PROBLEM DESCRIPTION = Reproduce the following data line for line without changing anything, and omit the pictures from your copy.

Excerpt from a dataset =
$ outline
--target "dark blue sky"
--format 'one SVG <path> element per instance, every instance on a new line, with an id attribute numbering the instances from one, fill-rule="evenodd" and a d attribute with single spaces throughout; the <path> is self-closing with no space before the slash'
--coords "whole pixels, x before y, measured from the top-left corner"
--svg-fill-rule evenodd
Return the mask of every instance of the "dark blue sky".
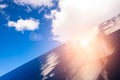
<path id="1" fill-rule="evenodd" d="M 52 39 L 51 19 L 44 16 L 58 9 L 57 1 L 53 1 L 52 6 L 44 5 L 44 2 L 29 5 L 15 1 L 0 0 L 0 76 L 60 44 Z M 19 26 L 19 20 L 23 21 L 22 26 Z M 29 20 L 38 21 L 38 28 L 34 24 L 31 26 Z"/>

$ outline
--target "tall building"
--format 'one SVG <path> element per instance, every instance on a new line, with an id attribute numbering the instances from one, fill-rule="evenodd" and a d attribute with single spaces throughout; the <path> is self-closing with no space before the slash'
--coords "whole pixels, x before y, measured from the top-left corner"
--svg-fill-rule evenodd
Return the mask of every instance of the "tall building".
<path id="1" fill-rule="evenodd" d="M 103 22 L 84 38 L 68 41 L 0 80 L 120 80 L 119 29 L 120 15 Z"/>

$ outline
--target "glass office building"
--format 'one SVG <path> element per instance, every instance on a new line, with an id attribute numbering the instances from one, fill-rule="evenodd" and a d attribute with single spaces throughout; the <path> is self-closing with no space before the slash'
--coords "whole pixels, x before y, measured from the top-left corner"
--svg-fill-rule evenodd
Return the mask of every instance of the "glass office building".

EXPECTED OUTPUT =
$ outline
--target "dark blue sky"
--format 'one SVG <path> element per instance, every instance on a new line, with an id attribute numbering the instances from one, fill-rule="evenodd" and a d attribute with single spaces throughout; the <path> is self-closing with no space before the slash'
--coords "whole pixels, x before y, measured from the top-left corner"
--svg-fill-rule evenodd
Return the mask of every instance of the "dark blue sky".
<path id="1" fill-rule="evenodd" d="M 52 39 L 51 19 L 44 16 L 58 9 L 57 1 L 53 1 L 52 6 L 44 5 L 44 2 L 29 5 L 15 1 L 0 0 L 0 76 L 60 44 Z M 19 26 L 19 20 L 23 21 L 22 26 Z M 29 20 L 38 21 L 38 28 L 34 24 L 31 26 Z"/>

$ outline
--target "tall building"
--format 'one SVG <path> element per instance, every instance on a new line, with an id attribute numbering the instances from one, fill-rule="evenodd" and a d attribute with single spaces throughout; the <path> is self-closing with no space before the slash'
--coords "whole pixels, x before y, measured from the top-left corner"
--svg-fill-rule evenodd
Return the mask of every instance of the "tall building".
<path id="1" fill-rule="evenodd" d="M 103 22 L 84 38 L 68 41 L 0 80 L 120 80 L 119 29 L 120 15 Z"/>

$ outline
--target "glass office building"
--format 'one SVG <path> element per instance, every instance on a new line, with an id attribute numbering the instances from one, fill-rule="evenodd" and a d attribute with single spaces throughout; the <path> is self-closing with no space before the slash'
--coords "whole pixels, x before y, measured from the top-left corner"
--svg-fill-rule evenodd
Return the mask of every instance of the "glass office building".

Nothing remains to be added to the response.